인용 구절 -
이제 다 알려진 value들이라서 계산이 가능해짐!
$\theta \leftarrow \theta + \alpha\bigtriangledown_\theta J(\theta)$

Policy gradient algorithm

sample $\{\tau^i\}$ from $\pi_\theta(a_t|s_t)$ (run the policy)
sample 생성
$\bigtriangledown_\theta J(\theta) \approx \underset{i}{\sum}(\underset{t}{\overset{T}{\sum}}\log \pi_\theta(a_{i,t}|s_{i,t}))(\underset{t}{\overset{T}{\sum}}r(s_{i,t},a_{i,t}))$
fit a model to estimate return
$\theta \leftarrow \theta + \alpha\bigtriangledown\theta J(\theta)$
improve the policy

Comparison to maximum likelihood

policy gradient는 maximum likelihood의 weighted version이라고 볼 수 있음!

과제 및 연습 -
A. 기록에서 "Detect yellow referee" 문구가 들어 있는 줄부터 기록의 마지막 줄까지를, 빈 줄은 빼고 "번호"와 "기록 줄" 두 열로 된 Markdown 표로 제시하세요.
B. policy gradient에 관한 글을 마지막 문장 다음부터 이어 가세요.

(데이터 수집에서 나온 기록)

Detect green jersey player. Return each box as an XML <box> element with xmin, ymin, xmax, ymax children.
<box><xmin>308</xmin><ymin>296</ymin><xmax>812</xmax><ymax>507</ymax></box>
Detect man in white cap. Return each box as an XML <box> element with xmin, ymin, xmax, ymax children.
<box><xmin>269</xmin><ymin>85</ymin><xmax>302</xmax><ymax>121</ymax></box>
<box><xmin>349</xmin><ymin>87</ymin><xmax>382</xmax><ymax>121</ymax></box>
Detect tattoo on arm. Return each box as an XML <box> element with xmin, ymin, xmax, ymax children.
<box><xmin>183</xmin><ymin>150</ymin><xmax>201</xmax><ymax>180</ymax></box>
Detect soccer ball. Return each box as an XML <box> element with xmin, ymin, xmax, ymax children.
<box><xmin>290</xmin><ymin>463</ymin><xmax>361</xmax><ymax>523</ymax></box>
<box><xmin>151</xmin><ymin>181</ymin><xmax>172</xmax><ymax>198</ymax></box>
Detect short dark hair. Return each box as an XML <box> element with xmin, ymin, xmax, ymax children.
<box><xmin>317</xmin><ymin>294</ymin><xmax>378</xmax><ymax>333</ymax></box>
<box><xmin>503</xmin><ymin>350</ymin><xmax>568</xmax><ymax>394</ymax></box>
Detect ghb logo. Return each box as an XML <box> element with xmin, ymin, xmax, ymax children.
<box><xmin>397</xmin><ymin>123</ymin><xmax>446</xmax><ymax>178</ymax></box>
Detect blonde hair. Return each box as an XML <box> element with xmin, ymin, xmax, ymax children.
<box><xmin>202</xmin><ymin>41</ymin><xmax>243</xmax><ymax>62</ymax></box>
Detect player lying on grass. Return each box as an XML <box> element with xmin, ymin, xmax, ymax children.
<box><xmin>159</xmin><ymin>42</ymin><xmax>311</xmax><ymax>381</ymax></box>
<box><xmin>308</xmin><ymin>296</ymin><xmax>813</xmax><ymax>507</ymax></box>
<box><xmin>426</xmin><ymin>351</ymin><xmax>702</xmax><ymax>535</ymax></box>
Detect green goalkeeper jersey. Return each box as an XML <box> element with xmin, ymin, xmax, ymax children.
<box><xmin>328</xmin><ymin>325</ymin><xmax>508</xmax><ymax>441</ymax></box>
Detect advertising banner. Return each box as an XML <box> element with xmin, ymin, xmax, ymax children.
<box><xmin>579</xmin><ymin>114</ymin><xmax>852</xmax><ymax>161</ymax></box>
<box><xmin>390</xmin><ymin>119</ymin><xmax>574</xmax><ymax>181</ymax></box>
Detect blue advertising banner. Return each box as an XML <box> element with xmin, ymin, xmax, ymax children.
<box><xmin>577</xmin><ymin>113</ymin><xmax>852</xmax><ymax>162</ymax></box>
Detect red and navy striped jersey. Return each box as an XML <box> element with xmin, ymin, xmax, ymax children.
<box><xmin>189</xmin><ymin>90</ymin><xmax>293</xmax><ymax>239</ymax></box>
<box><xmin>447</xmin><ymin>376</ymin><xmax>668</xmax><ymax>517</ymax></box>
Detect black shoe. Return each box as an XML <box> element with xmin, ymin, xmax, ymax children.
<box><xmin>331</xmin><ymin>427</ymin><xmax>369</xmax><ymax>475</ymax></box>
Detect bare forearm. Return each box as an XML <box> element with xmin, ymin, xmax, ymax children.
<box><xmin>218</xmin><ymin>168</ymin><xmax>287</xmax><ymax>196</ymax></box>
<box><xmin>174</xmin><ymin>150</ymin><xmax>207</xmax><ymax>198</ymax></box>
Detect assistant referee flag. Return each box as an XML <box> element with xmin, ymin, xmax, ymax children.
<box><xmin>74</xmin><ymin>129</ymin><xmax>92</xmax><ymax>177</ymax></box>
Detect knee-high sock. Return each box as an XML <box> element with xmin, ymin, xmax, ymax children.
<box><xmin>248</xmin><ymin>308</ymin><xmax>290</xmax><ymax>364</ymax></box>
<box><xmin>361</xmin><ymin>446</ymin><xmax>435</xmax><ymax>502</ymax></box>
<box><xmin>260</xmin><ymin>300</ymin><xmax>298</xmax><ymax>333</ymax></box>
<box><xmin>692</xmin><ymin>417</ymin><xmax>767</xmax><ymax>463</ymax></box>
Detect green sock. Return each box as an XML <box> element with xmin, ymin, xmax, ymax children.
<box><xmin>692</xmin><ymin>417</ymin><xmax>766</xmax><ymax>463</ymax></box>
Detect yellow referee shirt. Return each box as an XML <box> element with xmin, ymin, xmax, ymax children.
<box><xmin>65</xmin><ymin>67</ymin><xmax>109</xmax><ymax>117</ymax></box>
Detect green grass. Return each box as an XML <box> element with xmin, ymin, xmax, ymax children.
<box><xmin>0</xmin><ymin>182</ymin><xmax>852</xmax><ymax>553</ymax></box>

예상 결과 -
A.
| 번호 | 기록 줄 |
|---|---|
| 1 | Detect yellow referee shirt. Return each box as an XML <box> element with xmin, ymin, xmax, ymax children. |
| 2 | <box><xmin>65</xmin><ymin>67</ymin><xmax>109</xmax><ymax>117</ymax></box> |
| 3 | Detect green grass. Return each box as an XML <box> element with xmin, ymin, xmax, ymax children. |
| 4 | <box><xmin>0</xmin><ymin>182</ymin><xmax>852</xmax><ymax>553</ymax></box> |

B.
policy gradient
$\bigtriangledown_\theta J(\theta) \approx \frac{1}{N} \underset{i=1}{\overset{N}{\sum}}(\underset{t=1}{\overset{T}{\sum}}\log \pi_\theta(a_{i,t}|s_{i,t}))(\underset{t=1}{\overset{T}{\sum}}r(s_{i,t},a_{i,t}))$
maximum likelihood
$\bigtriangledown_\theta J_{ML}(\theta) \approx \frac{1}{N} \underset{i=1}{\overset{N}{\sum}}(\underset{t=1}{\overset{T}{\sum}}\log \pi_\theta(a_{i,t}|s_{i,t}))$

Example: Gaussian policies

action이 continuous함

example: $\pi_\theta(a_t|s_t) = N(f_{\text{neural network}}(s_t); \Sigma)$
action이 continuous하기 때문에 $\mu , \Sigma$ 설정함
$\log \pi_\theta(a_t|s_t) = -\frac{1}{2}\lVert f(s_t)-a_t \rVert_{\Sigma}^2 + const$
$\bigtriangledown_\theta\log\pi_\theta(a_t|s_t) = -\frac{1}{2}\Sigma^{-1}(f(s_t)-a_t)\frac{df}{d\theta}$

필요한 값들 구했으니 이제 알고리즘 식에 넣어서 사용하면 됨

What did we just do?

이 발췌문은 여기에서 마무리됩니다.